## START TASK DATA

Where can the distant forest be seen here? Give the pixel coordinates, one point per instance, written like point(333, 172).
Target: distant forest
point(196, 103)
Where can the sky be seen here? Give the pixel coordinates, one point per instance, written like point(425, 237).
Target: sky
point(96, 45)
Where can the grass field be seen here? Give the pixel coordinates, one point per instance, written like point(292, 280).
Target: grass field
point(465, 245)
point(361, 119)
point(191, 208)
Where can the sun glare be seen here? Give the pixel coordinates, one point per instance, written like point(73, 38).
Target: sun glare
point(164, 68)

## END TASK DATA

• **STATED TASK**
Give back exactly the lines beginning at the one with "Where can the sky" and ending at the final line of the material; both boundary lines belong in it.

• **EXERCISE ANSWER**
Where can the sky be seen here? Give the pixel coordinates, one point per instance, written like point(425, 237).
Target: sky
point(96, 45)
Where can the grass field be seen here? Give the pixel coordinates, one point per instance, written like point(292, 280).
Target: grass field
point(465, 245)
point(361, 119)
point(191, 208)
Where can the sun glare be seen here? Give the pixel coordinates, one point per instance, written like point(73, 38).
Target: sun glare
point(164, 68)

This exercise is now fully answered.